**Text segment**.
####################
Sunday, May 17, 2020

THE PAST AS PROLOGUE


So now we have ultra-right wing ideologue, hyper-partisan, perjurer, alcoholic and serial sexual abuser Brett Kavanaugh as an Associate Justice if the U. S. Supreme Court. He joins his fellow in many of those adjectives, Clarence Thomas, and Samuel Alito in creating an ultra-right wing of the Supreme Court. He joins Chief Justice John Roberts and Neil Gorsuch, right wing ideologues who pass for moderates in our pell mell descent into fascism, to form a solid majority of five to work the insidious program of overturning every bit of social progress made in the United States since 1901 at the least.

Some readers (I expect I have at least 2 and possibly as many as 3 or 4) may see an irony in my defense of Woody Allan contrasted with my condemnation of Brett Kavanaugh. That would be an extremely shallow assessment but let me deal with that from the start and let's allow that start to be a little parable I've been using for many years.
####################
**Excerpted records**.
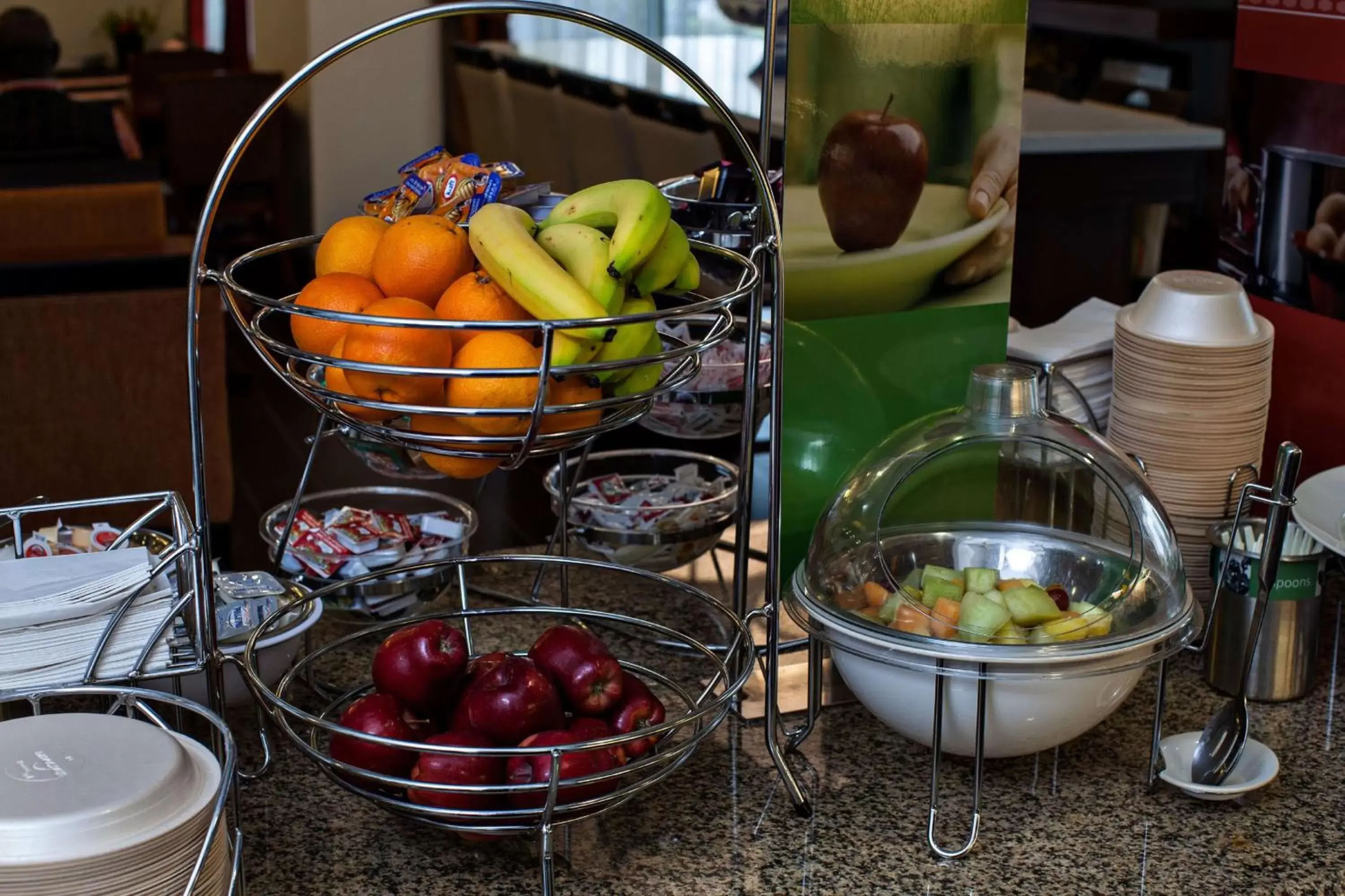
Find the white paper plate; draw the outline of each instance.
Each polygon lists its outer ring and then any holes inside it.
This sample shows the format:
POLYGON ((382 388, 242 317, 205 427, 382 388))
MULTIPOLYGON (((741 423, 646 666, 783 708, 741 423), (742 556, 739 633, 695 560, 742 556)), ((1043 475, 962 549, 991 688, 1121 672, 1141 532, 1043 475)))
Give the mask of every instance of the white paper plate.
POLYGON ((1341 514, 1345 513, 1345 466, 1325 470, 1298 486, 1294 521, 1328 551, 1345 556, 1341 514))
####################
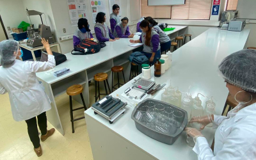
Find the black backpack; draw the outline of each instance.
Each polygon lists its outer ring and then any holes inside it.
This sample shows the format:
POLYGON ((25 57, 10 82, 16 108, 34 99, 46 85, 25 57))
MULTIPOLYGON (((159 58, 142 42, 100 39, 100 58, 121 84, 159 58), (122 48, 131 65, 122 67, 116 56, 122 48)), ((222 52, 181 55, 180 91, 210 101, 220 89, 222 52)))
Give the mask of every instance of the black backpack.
####################
**Actions to take**.
1. Which Supreme Court justices does the Supreme Court post name? List every one.
2. Copy the Supreme Court post word for word from "THE PAST AS" to "at the least.".
3. According to the Supreme Court post, what year marks the start of the social progress the five-justice majority would work to overturn?
The entries have no connection to the Supreme Court post.

**Worked answers**.
1. Brett Kavanaugh, Clarence Thomas, Samuel Alito, John Roberts, Neil Gorsuch

2.
THE PAST AS PROLOGUE


So now we have ultra-right wing ideologue, hyper-partisan, perjurer, alcoholic and serial sexual abuser Brett Kavanaugh as an Associate Justice if the U. S. Supreme Court. He joins his fellow in many of those adjectives, Clarence Thomas, and Samuel Alito in creating an ultra-right wing of the Supreme Court. He joins Chief Justice John Roberts and Neil Gorsuch, right wing ideologues who pass for moderates in our pell mell descent into fascism, to form a solid majority of five to work the insidious program of overturning every bit of social progress made in the United States since 1901 at the least.

3. 1901, at the least.